Text section —
A: You asked, so let me unload here. During my [1989-90] NSC tour, the Agency was still putting out gobs of analytic products that I never read. During the two years I did not read a single [National Intelligence] Estimate. Not one. And except for Gates, I do not know of anyone at the NSC who did. The reason, at least for me, is simple. There was no penalty to be paid for not reading an NIE. It did not cost you anything in terms of getting done the most important policy things you had to get done.
The same goes for your other general audience papers. I got them, but I did not read them. I am sure somebody did, or you would not bother to put them out. Let me grant without hesitation that there is a lot you put out for good reason that has nothing to do with policymakers at my level. I think, however, that you ought to consider the cost--benefit ratios of producing papers that are read mostly by specialists at the desk level at State and Defense, or by policy officials with general interest but no direct say on an issue.
Q: What about the NID [National Intelligence Daily]? I've heard a number of NSC Staff members praise its utility over the years.
A: Of course, I was interested in the PDB [President's Daily Brief] because President Bush read it. As for the NID, I would spend, literally, 60 seconds a day on it. This was a defensive move. I wanted to know in advance what would likely be leaked to the press by readers in Congress. Other than that, there was, again, no cost to me, no penalty, from not having read the NID.
Q: What did you read, aside from what you commissioned directly from DI analysts?
A: Despite what you hear about policymakers not having time to read, I read a lot. Much of it was press. You have to know how issues are coming across politically to get your job done. Also, cables from overseas for preparing agendas for meetings and sending and receiving messages from my counterparts in foreign governments. Countless versions of policy drafts from those competing for the President's blessing. And dozens of phone calls. Many are a waste of time but have to be answered, again, for policy and political reasons.

Problem details —
Answer these questions from the interview on intelligence reading above:
1. How many National Intelligence Estimates did the speaker read during the two years at the NSC?
2. How much time a day did the speaker spend on the NID?
3. Why was the speaker interested in the PDB?

Provided data —
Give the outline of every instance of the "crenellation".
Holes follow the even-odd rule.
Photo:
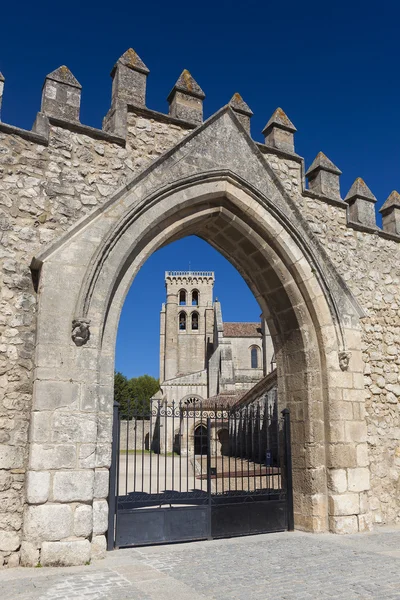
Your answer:
[[[49,117],[79,122],[81,90],[81,84],[68,67],[59,67],[46,76],[41,112]]]
[[[379,211],[382,226],[386,233],[400,235],[400,194],[393,190]]]
[[[253,116],[253,111],[243,100],[242,96],[236,92],[229,101],[229,106],[235,112],[237,118],[250,135],[250,119]]]
[[[294,152],[294,134],[297,131],[289,117],[277,108],[262,133],[265,144],[286,152]]]
[[[199,194],[202,210],[208,211],[207,224],[202,225],[200,233],[217,247],[225,248],[235,264],[242,265],[242,271],[249,279],[253,273],[246,268],[249,264],[254,265],[254,281],[260,285],[258,299],[262,300],[270,281],[274,286],[280,285],[280,278],[283,280],[287,268],[285,264],[278,264],[278,253],[271,254],[270,263],[265,266],[261,252],[268,251],[266,240],[273,239],[273,243],[279,245],[290,231],[296,231],[298,238],[289,239],[286,254],[282,252],[282,256],[291,257],[289,271],[304,269],[302,293],[295,296],[295,282],[291,277],[290,281],[286,280],[287,296],[271,293],[269,298],[271,313],[279,313],[280,304],[284,305],[282,311],[285,314],[279,313],[283,328],[285,319],[289,322],[290,302],[300,301],[307,292],[307,306],[299,304],[296,314],[314,311],[312,320],[302,329],[302,332],[307,331],[307,336],[303,337],[308,338],[311,323],[318,319],[322,322],[324,303],[328,302],[328,294],[325,296],[321,291],[319,279],[313,279],[316,263],[307,262],[297,239],[309,246],[310,256],[317,256],[318,268],[321,268],[318,273],[324,269],[329,273],[324,281],[330,293],[339,298],[332,311],[336,310],[335,318],[344,323],[346,343],[338,342],[335,327],[325,322],[318,337],[310,337],[304,361],[311,362],[307,364],[318,362],[315,352],[319,343],[321,348],[326,345],[329,349],[324,358],[329,366],[324,372],[326,381],[329,377],[329,389],[326,390],[329,399],[324,409],[316,403],[308,407],[309,414],[315,410],[315,414],[320,415],[312,426],[304,427],[302,419],[308,413],[301,401],[296,401],[292,414],[295,420],[293,431],[298,436],[296,448],[304,450],[304,443],[299,441],[304,430],[310,436],[311,433],[316,437],[323,435],[325,412],[329,413],[325,416],[325,425],[330,438],[326,445],[324,441],[324,444],[315,445],[315,449],[313,446],[307,454],[302,451],[296,456],[296,468],[309,464],[307,461],[317,464],[322,455],[328,457],[327,483],[332,499],[329,515],[326,509],[326,523],[331,523],[332,530],[368,528],[371,515],[374,523],[400,522],[400,505],[395,493],[400,466],[400,195],[392,192],[383,205],[382,231],[376,227],[376,198],[363,180],[355,181],[344,202],[340,196],[340,171],[322,153],[307,172],[309,190],[305,189],[304,160],[294,153],[295,127],[283,111],[275,111],[264,129],[267,145],[254,144],[255,151],[251,153],[248,150],[252,142],[244,135],[243,127],[238,126],[235,116],[249,133],[252,112],[239,95],[235,94],[230,102],[235,116],[232,110],[224,108],[202,124],[204,93],[197,89],[190,74],[182,74],[180,83],[181,78],[178,79],[170,98],[169,114],[145,106],[147,74],[147,67],[133,51],[119,59],[113,70],[112,106],[105,117],[103,130],[80,123],[81,86],[66,67],[47,76],[42,109],[32,131],[0,123],[0,563],[14,564],[23,531],[21,560],[24,564],[37,562],[41,553],[52,564],[59,547],[51,544],[70,543],[62,540],[61,534],[81,536],[76,543],[84,549],[85,556],[90,556],[88,539],[93,540],[92,552],[103,552],[111,435],[107,411],[111,410],[112,398],[107,382],[102,380],[101,385],[98,382],[102,368],[96,366],[93,358],[101,328],[99,317],[95,314],[93,319],[93,315],[88,317],[81,312],[72,314],[77,305],[74,290],[81,273],[89,272],[93,249],[103,249],[101,244],[106,243],[109,235],[106,224],[110,223],[111,229],[111,223],[116,223],[117,218],[125,218],[123,210],[132,208],[134,202],[139,204],[147,194],[154,197],[158,189],[164,194],[169,186],[175,186],[173,199],[157,199],[160,204],[164,202],[159,209],[159,222],[164,225],[163,214],[174,214],[175,211],[186,226],[185,211],[189,211],[188,206],[190,210],[196,207],[200,197],[193,192],[193,202],[188,202],[192,184],[187,181],[194,176],[202,178]],[[4,78],[0,75],[0,106],[3,88]],[[218,148],[209,143],[215,135],[219,136]],[[163,171],[165,164],[167,167]],[[149,175],[146,169],[150,165],[154,165],[154,170]],[[207,169],[212,176],[210,182],[206,181]],[[225,169],[231,179],[219,180],[217,169]],[[139,175],[140,183],[135,179]],[[235,200],[236,212],[230,214],[226,205],[230,206],[234,196],[234,176],[240,178],[241,187]],[[253,192],[256,190],[253,195],[246,192],[247,181]],[[180,186],[182,192],[178,189]],[[117,192],[118,197],[115,196]],[[179,193],[184,197],[185,211],[176,210],[172,204],[174,202],[180,208],[176,200]],[[218,204],[224,194],[227,194],[226,205]],[[257,194],[265,196],[264,204],[258,203]],[[131,200],[133,197],[135,200]],[[272,207],[270,212],[265,208],[267,206]],[[257,239],[253,247],[253,230],[249,223],[254,222],[255,228],[261,228],[264,220],[268,220],[268,227],[271,227],[274,207],[279,209],[282,217],[279,228],[273,230],[273,234],[268,233],[271,238],[266,234],[264,240]],[[146,206],[146,210],[148,208],[151,207]],[[246,213],[247,223],[243,236],[235,229],[242,212]],[[297,215],[293,221],[290,221],[291,214]],[[73,229],[78,222],[80,229]],[[290,223],[287,229],[282,225],[286,222]],[[144,229],[149,224],[145,223]],[[192,223],[187,227],[190,232],[199,231]],[[73,235],[68,233],[71,230]],[[162,243],[170,241],[167,227],[164,231],[157,222],[157,231]],[[82,232],[85,239],[73,246]],[[130,244],[135,242],[135,235],[130,238]],[[49,254],[41,257],[43,248],[49,245]],[[107,252],[111,247],[110,243]],[[57,263],[51,252],[67,257],[65,263]],[[107,252],[104,256],[108,260]],[[32,263],[33,257],[36,262]],[[257,260],[253,260],[254,257]],[[42,268],[41,273],[38,267]],[[50,280],[47,279],[48,269],[53,269]],[[296,273],[300,277],[300,271]],[[204,273],[190,276],[191,285],[201,285],[207,295],[212,287],[209,276]],[[174,277],[176,283],[171,285],[169,300],[173,310],[178,311],[179,286],[186,285],[188,280],[179,274]],[[313,282],[311,291],[307,288],[309,281]],[[57,300],[60,290],[62,309]],[[100,296],[103,298],[106,294]],[[351,297],[356,317],[346,304],[348,297]],[[46,318],[44,306],[48,310]],[[204,309],[204,331],[211,339],[212,307],[202,305],[201,308]],[[190,307],[190,310],[194,309]],[[168,310],[166,307],[162,316],[165,326],[168,311],[169,307]],[[81,317],[82,322],[91,319],[90,338],[82,345],[76,345],[71,338],[72,322],[77,317]],[[349,323],[356,323],[356,326],[350,328]],[[216,335],[221,337],[218,323],[216,330]],[[278,336],[278,330],[279,327],[272,323],[271,333]],[[176,338],[176,320],[172,333]],[[107,331],[107,343],[109,337]],[[186,337],[189,339],[190,336]],[[237,342],[234,337],[232,340],[233,347]],[[292,338],[290,343],[286,340],[281,345],[278,363],[282,356],[287,364],[290,363],[288,348],[292,345]],[[340,357],[344,353],[349,360],[347,370],[342,371]],[[179,368],[185,371],[186,357],[181,354]],[[108,358],[102,357],[102,366],[107,364]],[[178,358],[177,355],[175,364],[165,368],[165,373],[162,371],[163,375],[169,372],[173,376],[177,372]],[[214,371],[218,374],[220,365],[223,369],[226,367],[224,374],[228,381],[229,364],[229,352],[225,346],[221,347],[221,355],[210,364],[210,381],[214,387]],[[305,367],[299,357],[293,359],[293,364],[296,371],[285,375],[285,381],[288,385],[293,384],[292,391],[297,398],[304,391]],[[307,371],[307,377],[311,377],[310,373],[313,375],[314,383],[318,379],[314,377],[315,370],[316,367]],[[199,395],[207,389],[207,379],[203,375],[191,381],[193,390]],[[316,375],[319,376],[319,372]],[[247,374],[243,379],[245,376]],[[186,385],[187,381],[183,379],[175,381],[171,393],[179,394]],[[229,385],[232,385],[232,378]],[[321,398],[317,387],[312,394],[314,398]],[[325,473],[324,469],[321,467],[320,472]],[[84,473],[82,478],[81,473]],[[101,485],[96,486],[93,473],[102,474]],[[79,486],[80,478],[82,487]],[[95,533],[92,521],[88,521],[92,487],[93,497],[98,502]],[[68,494],[73,495],[72,500]],[[309,510],[307,502],[301,500],[305,513]],[[29,510],[26,510],[27,503]],[[324,503],[327,504],[326,498]],[[321,506],[319,510],[323,512],[325,509]],[[359,511],[357,515],[352,512],[356,510]],[[24,514],[27,515],[25,523]],[[311,519],[307,514],[301,518],[304,526]],[[318,519],[318,523],[323,523],[323,516],[319,515]],[[325,526],[319,527],[324,529]],[[43,530],[47,532],[47,539],[43,538]],[[38,536],[42,536],[42,543],[36,541]],[[53,558],[49,555],[50,550]],[[68,552],[73,551],[71,546]]]
[[[351,222],[376,227],[374,207],[376,198],[361,177],[355,180],[344,200],[349,205]]]
[[[312,192],[341,200],[339,177],[342,172],[323,152],[319,152],[306,172],[308,185]]]
[[[169,114],[172,117],[199,125],[203,122],[205,93],[187,69],[180,74],[168,95]]]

Finished answer —
1. Not a single one.
2. Literally 60 seconds.
3. Because President Bush read it.